Coordinate labeling data:
** start **

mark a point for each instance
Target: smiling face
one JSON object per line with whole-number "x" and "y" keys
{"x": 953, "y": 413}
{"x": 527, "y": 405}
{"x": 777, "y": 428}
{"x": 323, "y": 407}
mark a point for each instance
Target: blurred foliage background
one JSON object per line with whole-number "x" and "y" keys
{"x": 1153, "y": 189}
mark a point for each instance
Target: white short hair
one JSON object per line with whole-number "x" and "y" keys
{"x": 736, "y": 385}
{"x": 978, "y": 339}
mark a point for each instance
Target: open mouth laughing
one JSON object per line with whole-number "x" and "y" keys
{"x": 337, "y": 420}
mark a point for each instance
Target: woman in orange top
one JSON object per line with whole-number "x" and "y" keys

** end **

:: Given instruction ::
Rewrite every line of the records above as a JSON list of strings, one string per line, and leave out any blank lines.

:: Solved exercise ::
[
  "mark a point for each instance",
  "Target: smiling face",
  "one JSON object per line with whole-number \"x\" and \"y\" keys",
  "{\"x\": 953, \"y\": 413}",
  "{\"x\": 527, \"y\": 405}",
  "{\"x\": 777, \"y\": 428}",
  "{\"x\": 323, \"y\": 407}",
  "mark a point for each instance",
  "Target: blurred foliage background",
  "one JSON object per line with whole-number \"x\" and \"y\" keys",
  "{\"x\": 1153, \"y\": 189}",
  "mark a point for each instance",
  "Target: white short hair",
  "one JSON object per line with whole-number \"x\" and \"y\" keys",
  "{\"x\": 736, \"y\": 385}",
  "{\"x\": 978, \"y\": 339}",
  "mark a point for each instance",
  "Target: open mouth laughing",
  "one JSON object per line with whole-number \"x\" and \"y\" keys",
  "{\"x\": 337, \"y\": 420}",
  "mark a point for each instance",
  "Target: woman in orange top",
  "one JSON object per line with whole-number \"x\" and \"y\" keys"
]